The lines to copy are those in the listing below that contain the word "instance".

Task material section start

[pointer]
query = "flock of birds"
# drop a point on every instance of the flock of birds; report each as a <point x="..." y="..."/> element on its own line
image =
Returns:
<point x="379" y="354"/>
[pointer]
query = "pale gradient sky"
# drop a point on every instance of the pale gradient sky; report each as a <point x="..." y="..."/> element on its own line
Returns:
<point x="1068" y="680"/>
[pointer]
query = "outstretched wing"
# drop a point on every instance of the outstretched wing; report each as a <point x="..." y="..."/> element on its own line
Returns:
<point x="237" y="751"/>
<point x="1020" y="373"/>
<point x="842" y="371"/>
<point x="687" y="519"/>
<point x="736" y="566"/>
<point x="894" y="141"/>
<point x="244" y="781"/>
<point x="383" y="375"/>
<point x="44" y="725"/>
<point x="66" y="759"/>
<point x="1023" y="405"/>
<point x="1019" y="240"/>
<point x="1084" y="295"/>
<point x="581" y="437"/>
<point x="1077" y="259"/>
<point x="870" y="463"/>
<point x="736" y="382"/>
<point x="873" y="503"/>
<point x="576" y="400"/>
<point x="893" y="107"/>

Task material section end

● Your response:
# drop a point on every instance of the flock of birds; report each as a <point x="..." y="..."/> element on its own line
# drop a point on every instance of the pale gradient sky; report each as a <point x="..." y="..."/> element on its own line
# drop a point on every instance of the outstretched wing; report each as a <point x="..." y="..."/> element on its own line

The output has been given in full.